**Text provided**
..............................

Track what’s working. Open rates, watch time, comments, shares. Whatever your platform gives you. You can’t improve what you’re not measuring. A simple weekly observation of this post worked because of X, this one bombed because of Y is enough to get started.
Steal shamelessly from people doing it better than you. Find three creators in your space whose work you admire. Study them. What’s their opening line? Their structure? Their cadence? Take what works, make it yours, and move on.
2. Distribution
I made the show, then waited for the world to find it. The world, it turns out, was busy.
Build it and they will come works beautifully in films about baseball and almost nowhere else. Nobody knew the show existed, and consistency in an empty room is just you, talking to yourself on a schedule.
What I’d do differently:
Spend as much time promoting each piece as you spent making it. If a post took two hours to write, spend two hours getting it in front of people. Post it on Notes, email a friend, share it in relevant communities, mention it on socials. The work doesn’t end at publish.

..............................

**Record excerpts**

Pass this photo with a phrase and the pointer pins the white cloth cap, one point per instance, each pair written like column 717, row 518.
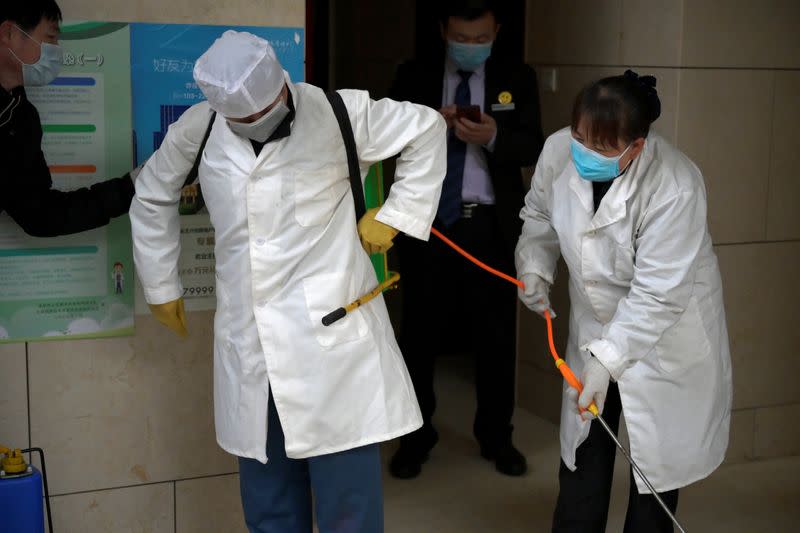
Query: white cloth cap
column 239, row 75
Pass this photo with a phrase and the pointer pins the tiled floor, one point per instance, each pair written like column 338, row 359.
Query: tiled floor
column 460, row 492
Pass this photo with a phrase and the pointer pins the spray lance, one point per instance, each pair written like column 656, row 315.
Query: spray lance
column 561, row 365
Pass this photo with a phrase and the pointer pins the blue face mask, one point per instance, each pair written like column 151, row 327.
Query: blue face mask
column 468, row 56
column 593, row 166
column 46, row 69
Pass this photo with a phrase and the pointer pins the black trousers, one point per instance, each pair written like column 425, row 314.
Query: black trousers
column 450, row 305
column 584, row 495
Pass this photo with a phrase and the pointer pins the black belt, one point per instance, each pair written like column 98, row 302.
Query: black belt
column 470, row 210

..............................

**Exercise instructions**
• A. Can you copy the records word for word, starting with the line that contains "98, row 302." and going on through the last line of the records?
• B. Could you pick up the piece on measuring and promoting your creative work after its last sentence and keep writing?

**Task results**
• A.
Pass this photo with a phrase and the pointer pins the black belt, one point per instance, each pair written like column 98, row 302.
Query: black belt
column 470, row 210

• B.
Build relationships with other creators. Restack their work. Reply thoughtfully to their notes. Send the genuine I loved this email. Suggest collaborations. Most of the fastest-growing creators on any platform grew through partnerships, not solo brilliance.
Repurpose every piece into at least three formats. A long post becomes a Note, a podcast clip, a video, a thread, an Instagram carousel. One piece of work, multiple surfaces. Distribution isn’t one thing, it’s a hundred small things.
3. Feedback
I never asked the few viewers I did have what they wanted more of. I made the show I fancied making and assumed that was enough.
What I’d do differently:
Just ask. Send the email. Run the poll. Put the question in your next post. What’s been most useful? What would you love more of? What’s missing? Most readers love being asked, and the answers will surprise you.
Watch what they actually engage with, not what they say they want. Comments, shares, time on page, replies. Behaviour beats opinion. The posts that get the most engagement are telling you something the polls won’t.
Build a small inner circle and ask them properly. Ten engaged readers willing to give you honest feedback is worth more than a thousand passive subscribers. Find them. Talk to them. Let them shape what comes next.
Playing the Full Game
So here’s what I’m doing now.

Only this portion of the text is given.